Point annotation dataset records:
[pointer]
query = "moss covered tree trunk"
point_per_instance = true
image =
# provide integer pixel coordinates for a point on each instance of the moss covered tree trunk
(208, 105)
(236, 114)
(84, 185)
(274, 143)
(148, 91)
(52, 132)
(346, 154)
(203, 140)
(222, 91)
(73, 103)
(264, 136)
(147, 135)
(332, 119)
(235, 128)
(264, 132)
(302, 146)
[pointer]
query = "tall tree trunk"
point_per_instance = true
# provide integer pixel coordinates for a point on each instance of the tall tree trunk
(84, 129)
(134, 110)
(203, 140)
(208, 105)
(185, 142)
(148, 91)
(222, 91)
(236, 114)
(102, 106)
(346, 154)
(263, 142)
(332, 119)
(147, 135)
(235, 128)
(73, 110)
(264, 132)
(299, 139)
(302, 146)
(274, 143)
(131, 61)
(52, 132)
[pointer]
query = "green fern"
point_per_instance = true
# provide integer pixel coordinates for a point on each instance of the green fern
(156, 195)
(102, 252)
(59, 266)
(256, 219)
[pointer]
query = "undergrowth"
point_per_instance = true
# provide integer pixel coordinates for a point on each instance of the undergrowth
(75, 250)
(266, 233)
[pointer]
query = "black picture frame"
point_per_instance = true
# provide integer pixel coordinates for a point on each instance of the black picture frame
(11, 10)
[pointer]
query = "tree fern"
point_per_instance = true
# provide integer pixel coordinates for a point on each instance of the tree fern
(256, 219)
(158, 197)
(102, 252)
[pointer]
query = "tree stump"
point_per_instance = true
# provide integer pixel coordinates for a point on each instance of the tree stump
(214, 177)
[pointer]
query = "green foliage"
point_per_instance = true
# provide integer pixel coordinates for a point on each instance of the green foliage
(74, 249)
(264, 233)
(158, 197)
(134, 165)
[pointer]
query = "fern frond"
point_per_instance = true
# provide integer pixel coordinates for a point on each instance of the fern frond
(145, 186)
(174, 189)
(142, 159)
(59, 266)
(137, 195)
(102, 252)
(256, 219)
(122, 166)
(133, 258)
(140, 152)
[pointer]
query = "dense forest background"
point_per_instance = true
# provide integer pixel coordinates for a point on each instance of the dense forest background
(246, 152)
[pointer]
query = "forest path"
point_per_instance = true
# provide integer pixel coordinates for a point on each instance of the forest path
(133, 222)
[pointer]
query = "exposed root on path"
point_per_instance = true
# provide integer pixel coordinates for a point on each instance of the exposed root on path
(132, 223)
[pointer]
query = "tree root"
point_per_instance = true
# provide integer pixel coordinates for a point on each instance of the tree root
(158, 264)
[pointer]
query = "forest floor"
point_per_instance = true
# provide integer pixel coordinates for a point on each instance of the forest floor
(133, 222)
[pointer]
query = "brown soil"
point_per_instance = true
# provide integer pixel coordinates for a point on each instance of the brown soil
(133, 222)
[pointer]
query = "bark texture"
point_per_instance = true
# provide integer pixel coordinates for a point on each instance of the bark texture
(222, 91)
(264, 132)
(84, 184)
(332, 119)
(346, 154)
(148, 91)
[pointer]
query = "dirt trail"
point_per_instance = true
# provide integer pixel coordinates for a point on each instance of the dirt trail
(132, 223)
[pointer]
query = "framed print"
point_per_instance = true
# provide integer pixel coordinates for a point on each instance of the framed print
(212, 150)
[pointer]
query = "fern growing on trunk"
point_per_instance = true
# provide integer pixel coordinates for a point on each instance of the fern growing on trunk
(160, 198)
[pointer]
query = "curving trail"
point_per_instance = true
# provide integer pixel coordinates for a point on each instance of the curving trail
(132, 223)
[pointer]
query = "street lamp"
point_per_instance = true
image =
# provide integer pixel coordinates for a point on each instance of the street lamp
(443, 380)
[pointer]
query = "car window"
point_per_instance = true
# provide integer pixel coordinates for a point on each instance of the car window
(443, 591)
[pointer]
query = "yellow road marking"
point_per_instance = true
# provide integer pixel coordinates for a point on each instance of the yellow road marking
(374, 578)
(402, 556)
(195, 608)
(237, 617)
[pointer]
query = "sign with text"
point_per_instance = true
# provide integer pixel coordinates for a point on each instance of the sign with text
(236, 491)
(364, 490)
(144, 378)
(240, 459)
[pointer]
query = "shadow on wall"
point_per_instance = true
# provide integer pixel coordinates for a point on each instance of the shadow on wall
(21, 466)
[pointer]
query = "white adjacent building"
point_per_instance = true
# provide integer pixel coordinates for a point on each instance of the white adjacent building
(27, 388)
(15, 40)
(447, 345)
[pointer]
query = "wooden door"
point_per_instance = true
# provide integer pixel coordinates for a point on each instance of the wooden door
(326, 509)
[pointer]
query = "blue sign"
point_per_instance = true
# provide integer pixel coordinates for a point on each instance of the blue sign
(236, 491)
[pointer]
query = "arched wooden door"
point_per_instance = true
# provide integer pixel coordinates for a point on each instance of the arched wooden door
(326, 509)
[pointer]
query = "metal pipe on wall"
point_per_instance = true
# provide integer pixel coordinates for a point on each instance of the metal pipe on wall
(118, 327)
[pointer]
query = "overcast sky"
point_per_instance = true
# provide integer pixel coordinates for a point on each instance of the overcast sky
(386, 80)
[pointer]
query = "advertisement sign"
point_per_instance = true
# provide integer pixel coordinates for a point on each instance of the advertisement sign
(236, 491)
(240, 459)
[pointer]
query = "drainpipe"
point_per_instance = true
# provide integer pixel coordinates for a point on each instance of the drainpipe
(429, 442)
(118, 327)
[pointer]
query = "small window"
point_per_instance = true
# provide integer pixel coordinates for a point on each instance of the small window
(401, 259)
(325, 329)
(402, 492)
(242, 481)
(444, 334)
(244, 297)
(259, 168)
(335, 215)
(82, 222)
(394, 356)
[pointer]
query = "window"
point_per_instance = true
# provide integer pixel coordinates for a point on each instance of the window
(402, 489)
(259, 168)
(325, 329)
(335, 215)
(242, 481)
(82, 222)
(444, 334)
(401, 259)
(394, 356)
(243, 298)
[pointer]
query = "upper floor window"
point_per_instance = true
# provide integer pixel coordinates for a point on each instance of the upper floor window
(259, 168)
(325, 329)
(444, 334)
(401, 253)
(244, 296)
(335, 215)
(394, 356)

(WHAT IS NEEDED): The entries above should be repeated exactly, every one of them.

(SOLUTION TO THE EXERCISE):
[pointer]
query = "moss covered tree trunk"
point_per_instance = true
image =
# provide integer pixel coordinates for a point on each instance of the moss covered tree trunk
(208, 105)
(236, 114)
(84, 185)
(274, 143)
(148, 91)
(52, 132)
(346, 154)
(203, 140)
(222, 91)
(73, 103)
(264, 136)
(147, 135)
(332, 119)
(235, 128)
(264, 132)
(302, 146)
[pointer]
query = "tall tree trunk"
point_per_instance = true
# provide integer pixel coordinates for a point on each instance of the tall tree trunk
(84, 129)
(134, 110)
(203, 140)
(208, 105)
(185, 142)
(148, 91)
(222, 91)
(236, 114)
(102, 106)
(346, 154)
(263, 142)
(332, 119)
(147, 135)
(235, 128)
(73, 110)
(264, 132)
(299, 139)
(302, 146)
(274, 143)
(131, 61)
(52, 132)
[pointer]
query = "green fern"
point_per_instance = true
# provide integer pixel coordinates for a point on each instance of the green fern
(156, 195)
(102, 252)
(59, 266)
(256, 219)
[pointer]
query = "undergrowth"
point_per_instance = true
# provide integer pixel coordinates for a point on each instance of the undergrowth
(75, 250)
(266, 233)
[pointer]
query = "black picture frame"
point_per_instance = true
# provide integer pixel coordinates for a point on each instance of the black picture frame
(11, 10)
[pointer]
query = "tree fern"
point_per_instance = true
# provide integer pixel coordinates for a point on each instance of the tree fern
(256, 219)
(158, 197)
(102, 252)
[pointer]
query = "tree stump"
point_per_instance = true
# provide integer pixel coordinates for a point on each instance of the tree stump
(214, 177)
[pointer]
query = "green foliage"
point_per_instance = true
# provide integer pixel coordinates for a point on each instance of the green foliage
(74, 249)
(264, 233)
(158, 197)
(134, 165)
[pointer]
query = "fern frond"
point_per_instance = true
# provide integer pixel coordinates for a point on each instance of the fern frond
(145, 186)
(174, 189)
(142, 159)
(59, 266)
(137, 195)
(102, 252)
(256, 219)
(122, 166)
(133, 258)
(140, 152)
[pointer]
query = "dense forest background"
point_per_instance = true
# provide integer pixel coordinates for a point on each instance of the dense forest background
(246, 152)
[pointer]
query = "forest path"
point_per_instance = true
# provide integer pixel coordinates for a point on each instance of the forest path
(133, 222)
[pointer]
query = "exposed root on path"
point_per_instance = true
# provide integer pixel coordinates for a point on each instance of the exposed root on path
(132, 223)
[pointer]
query = "tree root"
point_per_instance = true
# provide integer pixel coordinates for a point on each instance of the tree root
(158, 264)
[pointer]
query = "forest floor"
point_per_instance = true
# provide integer pixel coordinates for a point on each instance of the forest floor
(133, 222)
[pointer]
query = "brown soil"
point_per_instance = true
# provide integer pixel coordinates for a point on each instance of the brown soil
(133, 222)
[pointer]
query = "bark texture"
point_per_instance = true
# provide integer pixel coordinates for a point on each instance of the bark texture
(222, 91)
(264, 132)
(84, 184)
(332, 119)
(346, 154)
(148, 91)
[pointer]
query = "dirt trail"
point_per_instance = true
# provide integer pixel coordinates for a point on each instance of the dirt trail
(132, 223)
[pointer]
query = "framed print"
point_per_instance = true
# provide integer pixel coordinates for a point on each instance of the framed print
(212, 150)
[pointer]
query = "fern growing on trunk"
point_per_instance = true
# provide integer pixel coordinates for a point on each instance of the fern growing on trunk
(160, 198)
[pointer]
query = "curving trail"
point_per_instance = true
# provide integer pixel coordinates for a point on each instance of the curving trail
(132, 223)
[pointer]
query = "street lamp"
point_per_instance = true
image =
# provide integer pixel coordinates for a point on each instance of the street lamp
(443, 380)
[pointer]
query = "car window"
point_per_instance = true
# provide integer pixel coordinates for a point on each instance of the car window
(443, 591)
[pointer]
query = "yellow road marking"
point_per_instance = true
# provide integer pixel coordinates for a point on each instance of the yellow road marking
(374, 578)
(402, 556)
(195, 608)
(237, 617)
[pointer]
query = "sign with text"
point_per_instance = true
# provide integer pixel coordinates for a point on each instance of the sign with text
(236, 491)
(364, 490)
(144, 378)
(240, 459)
[pointer]
query = "shadow on wall"
point_per_instance = true
# provide integer pixel coordinates for a point on each instance of the shadow on wall
(21, 466)
[pointer]
query = "white adjacent building"
point_per_instance = true
# provide integer pixel coordinates for a point on each instance of the white adjacent building
(27, 388)
(15, 40)
(447, 345)
[pointer]
query = "wooden door"
point_per_instance = true
# provide integer pixel coordinates for a point on each instance of the wooden door
(326, 509)
[pointer]
query = "blue sign"
point_per_instance = true
# provide integer pixel coordinates for a point on each instance of the blue sign
(236, 491)
[pointer]
query = "arched wooden door"
point_per_instance = true
# provide integer pixel coordinates for a point on each instance of the arched wooden door
(326, 509)
[pointer]
query = "metal pipe on wall"
point_per_instance = true
# provide integer pixel coordinates for a point on each instance of the metal pipe on wall
(118, 327)
[pointer]
query = "overcast sky"
point_per_instance = true
# provide integer pixel coordinates for a point on each instance of the overcast sky
(386, 80)
[pointer]
query = "advertisement sign"
point_per_instance = true
# provide integer pixel coordinates for a point on each instance of the advertisement sign
(236, 491)
(240, 459)
[pointer]
query = "drainpipe"
point_per_instance = true
# provide integer pixel coordinates for a point on each instance of the drainpipe
(429, 442)
(118, 327)
[pointer]
query = "small window"
point_per_instance = true
# provide integer pixel coordinates for a point on each instance of the small window
(401, 259)
(325, 329)
(402, 492)
(242, 481)
(444, 334)
(244, 297)
(259, 168)
(335, 215)
(82, 222)
(394, 356)
[pointer]
query = "window"
point_per_instance = true
# provide integer pixel coordinates for a point on each instance of the window
(402, 489)
(259, 168)
(325, 329)
(335, 215)
(242, 481)
(82, 222)
(444, 334)
(401, 259)
(394, 356)
(243, 298)
[pointer]
query = "upper floor window"
point_per_instance = true
# provide integer pixel coordinates for a point on each instance of the upper floor window
(259, 168)
(325, 329)
(444, 334)
(401, 253)
(244, 296)
(335, 215)
(394, 356)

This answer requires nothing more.